- Extract provided -
══════════════════════════════

Hi,
I had me a little look at bdi usage in networked filesystems.
NFS, CIFS, (smbfs), AFS, CODA and NCP
And of those, NFS is the only one that I could find that creates
backing_dev_info structures. The rest seems to fall back to
default_backing_dev_info.
With my recent per bdi dirty limit patches the bdi has become more
important than it has been in the past. While falling back to the
default_backing_dev_info isn't wrong per-se, it isn't right either.
Could I implore the various maintainers to look into this issue for
their respective filesystem. I'll try and come up with some patches to
address this, but feel free to beat me to it.
peterz
On Sat, 2007-10-27 at 11:22 -0400, Jan Harkes wrote:
> On Sat, Oct 27, 2007 at 11:34:26AM +0200, Peter Zijlstra wrote:
> > I had me a little look at bdi usage in networked filesystems.
> >
> > NFS, CIFS, (smbfs), AFS, CODA and NCP
> >
> > And of those, NFS is the only one that I could find that creates
> > backing_dev_info structures. The rest seems to fall back to
> > default_backing_dev_info.
>
> While a file is opened in Coda we associate the open file handle with a
> local cache file. All read and write operations are redirected to this
> local file and we even redirect inode->i_mapping. Actual reads and
> writes are completely handled by the underlying file system. We send the
> new file contents back to the servers only after all local references
> have been released (last-close semantics).

══════════════════════════════

- Stated goal 1 -
In the thread about bdi usage, starting at "Could I implore" and ending at "beat me to it.", can you give that part again with "maintainers" substituted by "developers"?
- Stated goal 2 -
According to the thread about bdi usage, which networked filesystem is the only one found to create backing_dev_info structures?
The data that follows comes from a separate source.

- Provided data -
══════════════════════════════

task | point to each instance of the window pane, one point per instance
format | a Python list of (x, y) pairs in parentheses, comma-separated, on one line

══════════════════════════════

- Written answer 1 -
Could I implore the various developers to look into this issue for
their respective filesystem. I'll try and come up with some patches to
address this, but feel free to beat me to it.

- Written answer 2 -
NFS